Direction:
Rewrite the lines between the one holding "the player's left" and the one holding "Query: player's left leg", inclusive, swapping "left leg" for "right leg" and leaving everything else as it is.

Location identification items:
>> Start

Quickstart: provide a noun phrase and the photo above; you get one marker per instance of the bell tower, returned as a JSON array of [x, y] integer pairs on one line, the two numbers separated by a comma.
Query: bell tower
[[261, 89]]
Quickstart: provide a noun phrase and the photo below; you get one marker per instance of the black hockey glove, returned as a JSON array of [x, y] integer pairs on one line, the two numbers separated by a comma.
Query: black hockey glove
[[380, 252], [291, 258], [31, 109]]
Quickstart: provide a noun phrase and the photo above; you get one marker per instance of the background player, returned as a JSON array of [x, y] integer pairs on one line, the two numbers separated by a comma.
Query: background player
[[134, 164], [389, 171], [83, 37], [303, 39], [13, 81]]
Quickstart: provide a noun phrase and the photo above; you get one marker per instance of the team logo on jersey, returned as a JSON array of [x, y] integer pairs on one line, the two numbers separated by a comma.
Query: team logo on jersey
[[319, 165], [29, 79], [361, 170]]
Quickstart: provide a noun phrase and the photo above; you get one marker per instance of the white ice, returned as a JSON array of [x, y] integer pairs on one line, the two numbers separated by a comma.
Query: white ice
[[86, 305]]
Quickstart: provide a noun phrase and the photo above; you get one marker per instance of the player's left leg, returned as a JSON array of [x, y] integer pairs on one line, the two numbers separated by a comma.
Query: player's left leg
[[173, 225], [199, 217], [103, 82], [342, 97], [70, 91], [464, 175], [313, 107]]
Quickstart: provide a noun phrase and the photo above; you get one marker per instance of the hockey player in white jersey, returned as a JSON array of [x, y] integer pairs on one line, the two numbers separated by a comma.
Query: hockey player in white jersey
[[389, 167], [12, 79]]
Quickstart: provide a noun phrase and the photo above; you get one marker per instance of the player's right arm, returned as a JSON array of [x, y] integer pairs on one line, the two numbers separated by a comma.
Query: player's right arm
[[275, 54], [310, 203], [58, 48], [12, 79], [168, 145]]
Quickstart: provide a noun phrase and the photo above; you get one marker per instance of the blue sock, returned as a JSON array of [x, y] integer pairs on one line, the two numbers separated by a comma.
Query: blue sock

>> End

Written answer:
Quickstart: provide a noun phrase and the photo above; you get one marker per instance of the player's right leg, returned as a JSON array of [x, y] integer pairs on one line, the two numbers separated by a comma.
Query: player's right leg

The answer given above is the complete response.